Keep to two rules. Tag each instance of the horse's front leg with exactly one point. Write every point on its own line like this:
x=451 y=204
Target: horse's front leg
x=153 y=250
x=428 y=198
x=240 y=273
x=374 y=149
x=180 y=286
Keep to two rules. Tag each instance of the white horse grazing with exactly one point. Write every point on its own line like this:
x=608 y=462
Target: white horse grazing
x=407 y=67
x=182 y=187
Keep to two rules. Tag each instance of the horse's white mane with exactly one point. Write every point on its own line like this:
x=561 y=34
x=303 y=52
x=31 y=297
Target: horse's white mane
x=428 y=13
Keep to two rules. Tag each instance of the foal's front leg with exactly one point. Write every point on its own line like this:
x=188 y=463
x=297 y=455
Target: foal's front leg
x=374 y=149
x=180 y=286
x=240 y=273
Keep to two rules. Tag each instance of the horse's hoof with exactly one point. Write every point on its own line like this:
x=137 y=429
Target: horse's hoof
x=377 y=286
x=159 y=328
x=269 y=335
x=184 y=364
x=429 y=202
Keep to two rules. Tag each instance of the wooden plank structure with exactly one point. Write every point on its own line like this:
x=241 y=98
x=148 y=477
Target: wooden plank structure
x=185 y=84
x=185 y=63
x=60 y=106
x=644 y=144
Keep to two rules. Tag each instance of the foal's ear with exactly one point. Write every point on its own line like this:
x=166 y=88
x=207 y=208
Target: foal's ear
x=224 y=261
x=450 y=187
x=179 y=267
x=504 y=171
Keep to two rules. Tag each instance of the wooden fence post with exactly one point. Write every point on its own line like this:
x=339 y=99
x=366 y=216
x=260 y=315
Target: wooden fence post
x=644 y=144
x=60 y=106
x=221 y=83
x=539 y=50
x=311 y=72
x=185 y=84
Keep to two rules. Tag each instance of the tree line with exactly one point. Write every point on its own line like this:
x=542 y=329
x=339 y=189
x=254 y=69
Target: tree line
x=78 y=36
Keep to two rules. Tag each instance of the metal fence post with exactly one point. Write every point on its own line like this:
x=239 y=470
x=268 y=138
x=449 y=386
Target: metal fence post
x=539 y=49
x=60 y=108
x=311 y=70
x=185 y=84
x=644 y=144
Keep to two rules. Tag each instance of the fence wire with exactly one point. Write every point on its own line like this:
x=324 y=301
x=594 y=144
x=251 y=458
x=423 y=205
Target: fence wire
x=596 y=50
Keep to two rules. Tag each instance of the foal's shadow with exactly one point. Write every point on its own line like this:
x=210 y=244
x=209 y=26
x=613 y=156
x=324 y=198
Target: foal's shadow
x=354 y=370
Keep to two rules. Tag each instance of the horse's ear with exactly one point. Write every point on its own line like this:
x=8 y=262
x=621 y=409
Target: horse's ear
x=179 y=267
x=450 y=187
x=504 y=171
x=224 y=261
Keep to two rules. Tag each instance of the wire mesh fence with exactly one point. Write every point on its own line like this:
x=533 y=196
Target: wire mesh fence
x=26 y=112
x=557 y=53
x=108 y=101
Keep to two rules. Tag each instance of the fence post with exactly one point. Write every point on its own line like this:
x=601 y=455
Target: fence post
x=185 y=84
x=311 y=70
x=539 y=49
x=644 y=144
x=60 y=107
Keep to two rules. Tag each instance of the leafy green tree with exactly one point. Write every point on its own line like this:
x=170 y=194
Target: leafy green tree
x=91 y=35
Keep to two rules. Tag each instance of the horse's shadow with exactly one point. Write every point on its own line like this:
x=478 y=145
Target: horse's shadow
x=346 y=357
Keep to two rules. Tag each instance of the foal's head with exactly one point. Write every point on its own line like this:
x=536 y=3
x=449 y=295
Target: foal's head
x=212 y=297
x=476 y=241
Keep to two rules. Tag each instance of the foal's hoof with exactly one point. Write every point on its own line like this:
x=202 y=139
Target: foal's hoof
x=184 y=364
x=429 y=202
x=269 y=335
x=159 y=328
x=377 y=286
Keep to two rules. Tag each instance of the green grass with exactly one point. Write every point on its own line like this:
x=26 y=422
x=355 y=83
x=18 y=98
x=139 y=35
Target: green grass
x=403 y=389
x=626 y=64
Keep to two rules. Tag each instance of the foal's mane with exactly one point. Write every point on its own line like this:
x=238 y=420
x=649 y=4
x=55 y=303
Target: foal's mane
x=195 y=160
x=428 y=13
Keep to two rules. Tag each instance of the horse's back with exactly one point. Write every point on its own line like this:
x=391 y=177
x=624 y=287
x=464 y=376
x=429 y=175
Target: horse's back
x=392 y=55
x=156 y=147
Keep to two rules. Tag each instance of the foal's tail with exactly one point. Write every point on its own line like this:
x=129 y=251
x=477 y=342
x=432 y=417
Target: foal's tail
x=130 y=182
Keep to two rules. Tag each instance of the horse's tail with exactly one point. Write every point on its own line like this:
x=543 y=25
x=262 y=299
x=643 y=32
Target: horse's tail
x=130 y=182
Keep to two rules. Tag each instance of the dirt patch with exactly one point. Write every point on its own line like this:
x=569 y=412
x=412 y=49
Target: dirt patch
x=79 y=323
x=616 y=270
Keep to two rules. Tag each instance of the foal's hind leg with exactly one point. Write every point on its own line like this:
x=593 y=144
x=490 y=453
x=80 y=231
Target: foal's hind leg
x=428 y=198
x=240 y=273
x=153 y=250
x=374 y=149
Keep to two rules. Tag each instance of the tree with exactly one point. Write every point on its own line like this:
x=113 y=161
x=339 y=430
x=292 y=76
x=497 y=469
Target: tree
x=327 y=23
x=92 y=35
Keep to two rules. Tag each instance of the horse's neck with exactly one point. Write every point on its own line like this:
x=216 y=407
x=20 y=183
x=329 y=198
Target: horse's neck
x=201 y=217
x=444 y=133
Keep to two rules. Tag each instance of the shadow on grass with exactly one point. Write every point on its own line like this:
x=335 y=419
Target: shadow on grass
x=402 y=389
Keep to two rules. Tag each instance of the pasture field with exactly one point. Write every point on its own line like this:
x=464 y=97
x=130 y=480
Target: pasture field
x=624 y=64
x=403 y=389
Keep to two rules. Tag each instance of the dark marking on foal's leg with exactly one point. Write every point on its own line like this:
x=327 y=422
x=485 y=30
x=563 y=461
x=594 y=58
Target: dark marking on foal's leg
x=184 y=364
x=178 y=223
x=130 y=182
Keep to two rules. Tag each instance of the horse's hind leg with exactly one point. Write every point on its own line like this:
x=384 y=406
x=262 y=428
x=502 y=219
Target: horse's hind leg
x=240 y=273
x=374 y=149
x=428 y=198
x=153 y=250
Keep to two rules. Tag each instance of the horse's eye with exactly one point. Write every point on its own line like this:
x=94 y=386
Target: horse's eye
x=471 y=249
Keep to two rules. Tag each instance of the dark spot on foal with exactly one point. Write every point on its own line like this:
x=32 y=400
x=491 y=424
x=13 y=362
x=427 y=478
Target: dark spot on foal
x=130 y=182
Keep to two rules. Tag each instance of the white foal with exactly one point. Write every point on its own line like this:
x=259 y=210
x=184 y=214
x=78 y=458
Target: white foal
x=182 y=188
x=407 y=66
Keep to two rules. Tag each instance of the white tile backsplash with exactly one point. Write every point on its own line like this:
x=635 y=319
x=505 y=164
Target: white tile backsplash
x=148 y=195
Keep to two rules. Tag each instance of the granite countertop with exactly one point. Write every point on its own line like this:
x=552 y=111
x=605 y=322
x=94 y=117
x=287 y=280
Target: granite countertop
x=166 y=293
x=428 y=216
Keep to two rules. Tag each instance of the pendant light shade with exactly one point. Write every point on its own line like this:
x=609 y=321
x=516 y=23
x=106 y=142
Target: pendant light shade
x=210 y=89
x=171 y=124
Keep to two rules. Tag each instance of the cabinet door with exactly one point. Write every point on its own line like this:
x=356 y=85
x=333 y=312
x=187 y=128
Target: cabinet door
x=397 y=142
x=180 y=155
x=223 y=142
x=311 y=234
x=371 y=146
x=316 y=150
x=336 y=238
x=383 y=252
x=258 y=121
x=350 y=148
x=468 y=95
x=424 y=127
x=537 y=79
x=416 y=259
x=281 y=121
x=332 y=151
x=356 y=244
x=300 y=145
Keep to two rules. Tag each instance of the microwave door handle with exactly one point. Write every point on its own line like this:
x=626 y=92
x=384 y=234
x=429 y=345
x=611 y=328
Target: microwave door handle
_ _ _
### TASK REQUIREMENTS:
All lines in the data above from the one with "x=207 y=208" through the one with "x=423 y=205" must be repeated exactly, and no others.

### COMPLETED EXERCISE:
x=207 y=208
Target: foal's ear
x=224 y=261
x=450 y=187
x=179 y=267
x=504 y=171
Keep to two rules. Tag each instance of the wooden fence post with exactly one point. Write every point on its own line like this:
x=339 y=99
x=366 y=216
x=260 y=315
Target: wooden fence post
x=644 y=144
x=60 y=106
x=221 y=83
x=539 y=50
x=311 y=72
x=185 y=84
Keep to two rules. Tag each instance of the tree line with exactly one point. Write every point on its own line like this:
x=542 y=329
x=339 y=189
x=254 y=69
Target: tree line
x=78 y=36
Keep to two rules. Tag each instance of the metal fence post with exactly one point. Write every point on its own line like this:
x=239 y=470
x=268 y=138
x=449 y=386
Target: metal fence post
x=539 y=49
x=60 y=108
x=311 y=70
x=185 y=84
x=644 y=144
Keep to two rules. Tag each instance of the fence wire with exactly one point. Write every point on its own line like this:
x=324 y=301
x=594 y=144
x=251 y=458
x=423 y=205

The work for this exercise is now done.